> [What the task asks] Rewrite the lines of the items below as a numbered list, from the line containing "Indicate the orange" through the line containing "pixel 88 227", with both of those lines included. Omit any blank lines.

> [Extracted entries]
______

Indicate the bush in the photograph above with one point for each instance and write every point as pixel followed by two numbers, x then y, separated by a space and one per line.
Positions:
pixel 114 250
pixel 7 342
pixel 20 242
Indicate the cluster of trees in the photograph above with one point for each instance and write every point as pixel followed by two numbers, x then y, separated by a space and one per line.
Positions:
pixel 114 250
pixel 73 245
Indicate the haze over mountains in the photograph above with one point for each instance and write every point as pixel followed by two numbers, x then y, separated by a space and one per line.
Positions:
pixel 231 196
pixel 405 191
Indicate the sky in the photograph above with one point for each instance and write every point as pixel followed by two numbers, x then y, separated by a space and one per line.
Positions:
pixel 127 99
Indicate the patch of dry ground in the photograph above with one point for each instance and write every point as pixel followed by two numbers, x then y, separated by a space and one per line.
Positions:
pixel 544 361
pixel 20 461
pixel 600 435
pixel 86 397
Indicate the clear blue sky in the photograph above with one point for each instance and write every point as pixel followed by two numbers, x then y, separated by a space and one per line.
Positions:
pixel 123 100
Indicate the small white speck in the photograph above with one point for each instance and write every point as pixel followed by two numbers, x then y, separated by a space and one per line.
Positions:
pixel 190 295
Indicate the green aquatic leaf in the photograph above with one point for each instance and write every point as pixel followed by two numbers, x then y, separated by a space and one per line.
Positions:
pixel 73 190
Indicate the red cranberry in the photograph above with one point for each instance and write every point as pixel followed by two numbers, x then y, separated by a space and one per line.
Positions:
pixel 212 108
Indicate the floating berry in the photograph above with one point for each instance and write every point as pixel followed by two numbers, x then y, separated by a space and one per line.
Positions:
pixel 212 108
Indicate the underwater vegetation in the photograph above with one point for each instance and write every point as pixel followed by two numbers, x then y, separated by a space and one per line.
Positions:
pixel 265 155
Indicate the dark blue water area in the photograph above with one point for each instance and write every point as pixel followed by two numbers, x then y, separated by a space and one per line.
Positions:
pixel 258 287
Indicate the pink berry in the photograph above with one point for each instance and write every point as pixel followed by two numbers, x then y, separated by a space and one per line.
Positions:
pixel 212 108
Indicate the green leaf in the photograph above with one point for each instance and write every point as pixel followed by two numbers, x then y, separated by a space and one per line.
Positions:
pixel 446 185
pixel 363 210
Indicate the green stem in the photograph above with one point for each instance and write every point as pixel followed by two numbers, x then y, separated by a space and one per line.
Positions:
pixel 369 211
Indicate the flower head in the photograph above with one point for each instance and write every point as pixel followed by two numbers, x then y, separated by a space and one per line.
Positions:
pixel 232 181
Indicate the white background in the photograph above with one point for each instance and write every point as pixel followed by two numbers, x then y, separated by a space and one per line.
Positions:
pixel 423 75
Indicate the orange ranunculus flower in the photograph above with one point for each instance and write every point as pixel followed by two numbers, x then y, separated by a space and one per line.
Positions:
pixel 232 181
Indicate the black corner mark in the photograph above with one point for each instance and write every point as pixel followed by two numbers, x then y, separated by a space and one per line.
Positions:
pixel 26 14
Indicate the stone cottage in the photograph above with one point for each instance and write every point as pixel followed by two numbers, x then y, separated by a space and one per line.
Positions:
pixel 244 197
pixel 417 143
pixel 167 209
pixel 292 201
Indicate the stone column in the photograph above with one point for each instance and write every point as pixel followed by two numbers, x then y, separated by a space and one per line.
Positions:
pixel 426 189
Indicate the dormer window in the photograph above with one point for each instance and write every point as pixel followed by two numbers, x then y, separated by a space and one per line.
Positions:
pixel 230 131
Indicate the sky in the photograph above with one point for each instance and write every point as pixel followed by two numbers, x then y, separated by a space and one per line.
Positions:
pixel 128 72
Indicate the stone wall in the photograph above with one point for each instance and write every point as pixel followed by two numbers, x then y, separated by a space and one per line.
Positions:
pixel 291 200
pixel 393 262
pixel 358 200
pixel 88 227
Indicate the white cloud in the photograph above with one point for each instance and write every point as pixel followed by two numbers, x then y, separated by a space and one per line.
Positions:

______

> [Correct output]
1. Indicate the orange ranunculus flower in the photograph above with one point for each instance and write every point as pixel followed by two numbers, x then y, separated by a space and one per line.
2. Positions:
3. pixel 232 181
4. Indicate the black corner mark in the photograph above with one point for each instance and write every point as pixel followed by two numbers, x then y, separated by a space and one per line.
5. Positions:
6. pixel 26 14
7. Indicate the stone cottage in the photograph above with one point for each instance and write every point as pixel followed by two numbers, x then y, separated by a space and one per line.
8. Positions:
9. pixel 244 197
10. pixel 417 143
11. pixel 167 209
12. pixel 292 201
13. Indicate the stone column in the photograph above with one point for each instance and write every point as pixel followed by two numbers, x then y, separated by a space and one per line.
14. Positions:
15. pixel 426 189
16. Indicate the dormer window in the photograph above with one point for each instance and write every point as pixel followed by two numbers, x then y, separated by a space and one per line.
17. Positions:
18. pixel 230 131
19. Indicate the sky in the photograph above with one point for each instance and write every point as pixel followed by two numbers, x then y, separated by a space and one per line.
20. Positions:
21. pixel 128 72
22. Indicate the stone wall in the photograph above with one point for each instance and write every point as pixel followed by two numbers, x then y, separated by a space and one per line.
23. Positions:
24. pixel 291 200
25. pixel 393 262
26. pixel 358 200
27. pixel 88 227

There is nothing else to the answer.